Written request 1 —
Answer these questions using the court opinion below, one line each:
(a) From which court was the appeal taken?
(b) Which section of the Code was the defendant accused of violating?
(c) What fine did the court impose on the defendant?

Text provided —
+ + + +

August 1, 1950.
COMMERCE: Interstate and intrastate transportation defined. 1 Intrastate transportation is carriage within the state while interstate transportation is carriage between two or more states.
COMMERCE: Defined and distinguished from transportation.
CARRIERS: Shipment under facts shown held to be interstate.
COMMERCE: Test to determine interstate character of shipment.
COMMERCE: Shipment not divested of interstate character by
break in transportation.
Appeal from Clinton Municipal Court. — W.A. McCULLOUGH, Judge.
Defendant was convicted of a misdemeanor in operating a motor vehicle within this state for the intrastate transportation of property for compensation without registering such vehicle as required by section 321.54, Code, 1946. Defendant appeals. — Reversed.
Carroll F. Johnson, of Clinton, and Eugene L. Cohn, of Chicago, Illinois, for appellant.
Robert L. Larson, Attorney General, Kent Emery, Assistant Attorney General, John W. Carlsen, County Attorney, and John McCarthy, Assistant County Attorney, for appellee.
An officer of the state motor vehicle department filed in the municipal court of the city of Clinton an information accusing defendant, Western Transportation Company, of a misdemeanor in violating section 321.54, Code, 1946, by operating a motor vehicle within this state for the intrastate transportation of property for compensation without registering such vehicle and paying the required fee. Defendant's manager appeared without counsel, the facts were stipulated, the court found defendant guilty and imposed a fine of $100 and costs. Defendant has appealed.

+ + + +

Written request 2 — Transcribe the listing's lines word for word, starting at the line that contains "Target: dark walnut wood tile" and ending at the last line of the listing.

+ + + +

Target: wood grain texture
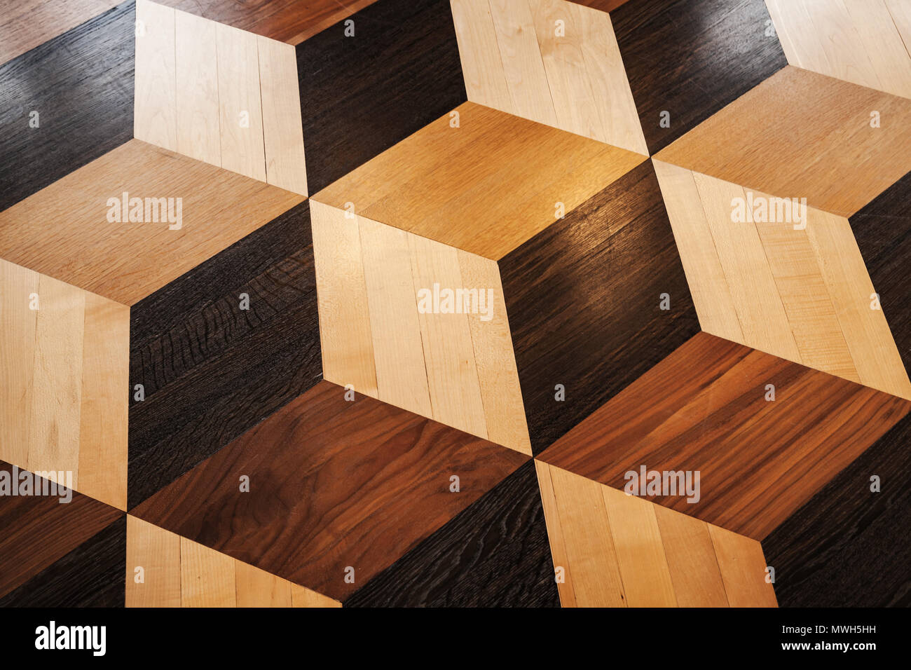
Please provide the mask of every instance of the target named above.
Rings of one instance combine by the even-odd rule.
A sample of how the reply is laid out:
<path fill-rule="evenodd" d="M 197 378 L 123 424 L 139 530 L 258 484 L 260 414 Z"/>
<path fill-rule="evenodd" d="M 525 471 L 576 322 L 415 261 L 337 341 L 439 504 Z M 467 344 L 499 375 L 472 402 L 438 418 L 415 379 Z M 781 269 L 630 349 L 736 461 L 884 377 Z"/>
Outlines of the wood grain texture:
<path fill-rule="evenodd" d="M 117 4 L 117 0 L 26 0 L 5 6 L 0 19 L 0 64 L 104 14 Z"/>
<path fill-rule="evenodd" d="M 911 54 L 898 28 L 904 0 L 766 5 L 791 65 L 911 98 Z"/>
<path fill-rule="evenodd" d="M 853 285 L 851 290 L 858 295 L 855 307 L 867 316 L 869 327 L 882 333 L 890 328 L 895 337 L 898 354 L 904 362 L 904 370 L 890 350 L 881 351 L 870 362 L 871 373 L 892 374 L 902 380 L 911 370 L 911 309 L 907 296 L 911 294 L 911 277 L 905 271 L 906 259 L 911 254 L 911 172 L 851 217 L 851 230 L 856 246 L 866 264 L 870 282 Z M 824 229 L 826 232 L 828 229 Z M 831 244 L 845 246 L 848 232 L 839 229 L 841 237 L 833 236 Z M 851 247 L 847 247 L 851 248 Z M 855 263 L 857 263 L 855 260 Z M 837 276 L 839 268 L 833 268 Z M 845 276 L 844 273 L 841 275 Z M 848 275 L 849 276 L 849 275 Z M 870 309 L 870 296 L 875 291 L 879 295 L 882 310 Z M 888 325 L 885 322 L 888 319 Z"/>
<path fill-rule="evenodd" d="M 133 137 L 176 151 L 178 51 L 175 12 L 149 0 L 136 0 L 136 22 Z"/>
<path fill-rule="evenodd" d="M 344 397 L 320 382 L 131 513 L 343 602 L 527 459 Z"/>
<path fill-rule="evenodd" d="M 530 456 L 496 263 L 312 206 L 325 378 Z"/>
<path fill-rule="evenodd" d="M 129 308 L 0 261 L 0 458 L 126 509 Z"/>
<path fill-rule="evenodd" d="M 344 604 L 558 607 L 531 462 L 370 580 Z"/>
<path fill-rule="evenodd" d="M 342 606 L 134 516 L 127 528 L 127 607 Z"/>
<path fill-rule="evenodd" d="M 606 13 L 566 0 L 452 5 L 469 100 L 648 154 Z"/>
<path fill-rule="evenodd" d="M 763 0 L 636 0 L 610 21 L 652 154 L 787 65 Z"/>
<path fill-rule="evenodd" d="M 911 100 L 788 66 L 655 158 L 851 216 L 911 170 L 909 143 Z"/>
<path fill-rule="evenodd" d="M 783 607 L 907 607 L 911 419 L 904 418 L 763 541 Z M 881 490 L 871 490 L 871 479 Z"/>
<path fill-rule="evenodd" d="M 246 294 L 249 309 L 241 309 Z M 130 313 L 129 507 L 321 378 L 308 203 Z"/>
<path fill-rule="evenodd" d="M 756 541 L 535 465 L 564 607 L 774 606 Z"/>
<path fill-rule="evenodd" d="M 698 500 L 672 491 L 650 500 L 762 540 L 909 410 L 906 400 L 700 333 L 539 458 L 620 490 L 643 466 L 698 470 Z"/>
<path fill-rule="evenodd" d="M 260 0 L 255 3 L 161 0 L 162 5 L 291 45 L 300 44 L 374 2 L 375 0 L 346 0 L 343 3 L 334 0 Z"/>
<path fill-rule="evenodd" d="M 703 331 L 911 399 L 847 219 L 807 207 L 734 221 L 735 201 L 771 212 L 778 199 L 653 163 Z"/>
<path fill-rule="evenodd" d="M 0 597 L 0 607 L 123 607 L 125 516 L 121 512 L 105 529 Z M 77 519 L 68 521 L 80 523 Z"/>
<path fill-rule="evenodd" d="M 297 46 L 311 193 L 466 99 L 449 0 L 384 0 L 351 20 L 353 37 L 339 24 Z"/>
<path fill-rule="evenodd" d="M 33 22 L 34 5 L 4 12 L 0 21 L 16 27 L 0 28 L 9 36 L 0 48 L 18 48 L 9 31 L 27 38 L 59 25 Z M 85 6 L 42 3 L 41 11 L 62 20 L 70 15 L 64 5 Z M 125 2 L 0 65 L 0 211 L 132 139 L 135 15 Z M 28 31 L 18 27 L 25 19 Z M 37 128 L 29 126 L 32 112 Z"/>
<path fill-rule="evenodd" d="M 181 228 L 108 222 L 125 191 L 181 198 Z M 134 139 L 0 212 L 0 257 L 130 305 L 302 199 Z"/>
<path fill-rule="evenodd" d="M 9 478 L 15 471 L 3 461 L 0 470 Z M 26 584 L 122 517 L 119 510 L 77 491 L 68 503 L 61 503 L 59 496 L 0 497 L 0 596 Z M 83 564 L 83 569 L 88 567 Z M 122 574 L 119 569 L 118 581 Z"/>
<path fill-rule="evenodd" d="M 649 162 L 499 267 L 536 454 L 699 330 Z"/>
<path fill-rule="evenodd" d="M 498 260 L 642 161 L 639 154 L 466 102 L 313 199 Z M 390 179 L 389 175 L 395 175 Z"/>

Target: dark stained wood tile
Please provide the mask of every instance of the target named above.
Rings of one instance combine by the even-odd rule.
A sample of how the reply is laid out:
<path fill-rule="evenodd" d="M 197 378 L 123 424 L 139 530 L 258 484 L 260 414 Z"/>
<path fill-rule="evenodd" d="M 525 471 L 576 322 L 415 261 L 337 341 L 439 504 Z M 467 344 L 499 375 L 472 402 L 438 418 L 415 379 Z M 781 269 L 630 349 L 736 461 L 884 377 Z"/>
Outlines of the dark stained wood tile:
<path fill-rule="evenodd" d="M 761 541 L 909 410 L 906 400 L 700 333 L 540 459 L 617 489 L 643 465 L 699 470 L 698 501 L 649 500 Z"/>
<path fill-rule="evenodd" d="M 132 139 L 135 21 L 123 3 L 0 66 L 0 211 Z"/>
<path fill-rule="evenodd" d="M 449 0 L 384 0 L 297 47 L 307 187 L 325 188 L 467 99 Z"/>
<path fill-rule="evenodd" d="M 26 472 L 4 461 L 0 471 L 7 477 Z M 61 502 L 59 496 L 0 496 L 0 596 L 123 517 L 119 510 L 88 496 L 77 491 L 72 496 L 69 502 Z"/>
<path fill-rule="evenodd" d="M 852 216 L 851 230 L 902 356 L 911 371 L 911 172 Z"/>
<path fill-rule="evenodd" d="M 345 601 L 362 607 L 559 607 L 527 462 Z"/>
<path fill-rule="evenodd" d="M 344 395 L 320 382 L 131 513 L 343 600 L 528 460 Z"/>
<path fill-rule="evenodd" d="M 650 160 L 499 267 L 536 454 L 699 332 Z"/>
<path fill-rule="evenodd" d="M 610 20 L 652 154 L 787 65 L 763 0 L 634 0 Z"/>
<path fill-rule="evenodd" d="M 909 444 L 911 417 L 763 541 L 780 606 L 911 606 Z"/>
<path fill-rule="evenodd" d="M 77 522 L 77 521 L 74 521 Z M 0 607 L 123 607 L 127 515 L 0 598 Z"/>
<path fill-rule="evenodd" d="M 135 304 L 129 358 L 134 507 L 322 378 L 309 202 Z"/>

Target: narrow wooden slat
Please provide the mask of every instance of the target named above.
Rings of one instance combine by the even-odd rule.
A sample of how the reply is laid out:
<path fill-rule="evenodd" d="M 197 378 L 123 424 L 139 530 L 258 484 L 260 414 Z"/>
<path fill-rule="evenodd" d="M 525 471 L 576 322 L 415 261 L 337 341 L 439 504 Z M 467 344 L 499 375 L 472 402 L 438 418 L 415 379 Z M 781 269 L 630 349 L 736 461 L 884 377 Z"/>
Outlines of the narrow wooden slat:
<path fill-rule="evenodd" d="M 301 91 L 294 47 L 260 36 L 260 89 L 266 180 L 273 186 L 307 195 Z"/>
<path fill-rule="evenodd" d="M 180 543 L 170 531 L 127 515 L 127 607 L 180 606 Z"/>
<path fill-rule="evenodd" d="M 221 165 L 216 24 L 175 13 L 177 149 L 197 160 Z"/>
<path fill-rule="evenodd" d="M 79 490 L 127 509 L 129 307 L 85 293 Z"/>
<path fill-rule="evenodd" d="M 180 605 L 235 607 L 236 561 L 214 549 L 180 538 Z"/>
<path fill-rule="evenodd" d="M 775 590 L 765 581 L 765 557 L 755 540 L 709 525 L 724 591 L 732 607 L 777 607 Z"/>
<path fill-rule="evenodd" d="M 356 219 L 311 201 L 320 311 L 322 374 L 368 396 L 376 395 L 367 287 Z"/>
<path fill-rule="evenodd" d="M 376 397 L 432 417 L 408 233 L 363 216 L 357 217 L 354 228 L 360 232 Z"/>
<path fill-rule="evenodd" d="M 177 151 L 174 15 L 170 7 L 137 0 L 133 136 Z"/>
<path fill-rule="evenodd" d="M 266 180 L 257 37 L 216 25 L 221 167 Z"/>

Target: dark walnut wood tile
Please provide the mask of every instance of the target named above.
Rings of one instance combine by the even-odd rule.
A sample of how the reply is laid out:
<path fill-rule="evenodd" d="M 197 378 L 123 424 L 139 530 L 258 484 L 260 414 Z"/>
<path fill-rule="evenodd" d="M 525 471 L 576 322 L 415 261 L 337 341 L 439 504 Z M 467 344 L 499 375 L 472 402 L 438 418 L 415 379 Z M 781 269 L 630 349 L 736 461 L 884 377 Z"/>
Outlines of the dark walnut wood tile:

+ + + +

Exercise result 1 —
(a) Clinton Municipal Court.
(b) Section 321.54, Code, 1946.
(c) A fine of $100 and costs.

Exercise result 2 —
Target: dark walnut wood tile
Please provide the mask of every instance of the target named above.
Rings of one instance combine by the even-odd rule.
A sample of how the reply is laid out:
<path fill-rule="evenodd" d="M 197 378 L 123 424 L 139 530 L 258 484 L 260 414 Z"/>
<path fill-rule="evenodd" d="M 525 471 L 576 322 L 415 261 L 337 341 L 439 504 Z M 467 344 L 499 375 L 472 402 L 438 418 L 415 379 Z M 781 269 L 630 349 L 736 461 L 884 377 Z"/>
Outlines of the dark walnut wood tile:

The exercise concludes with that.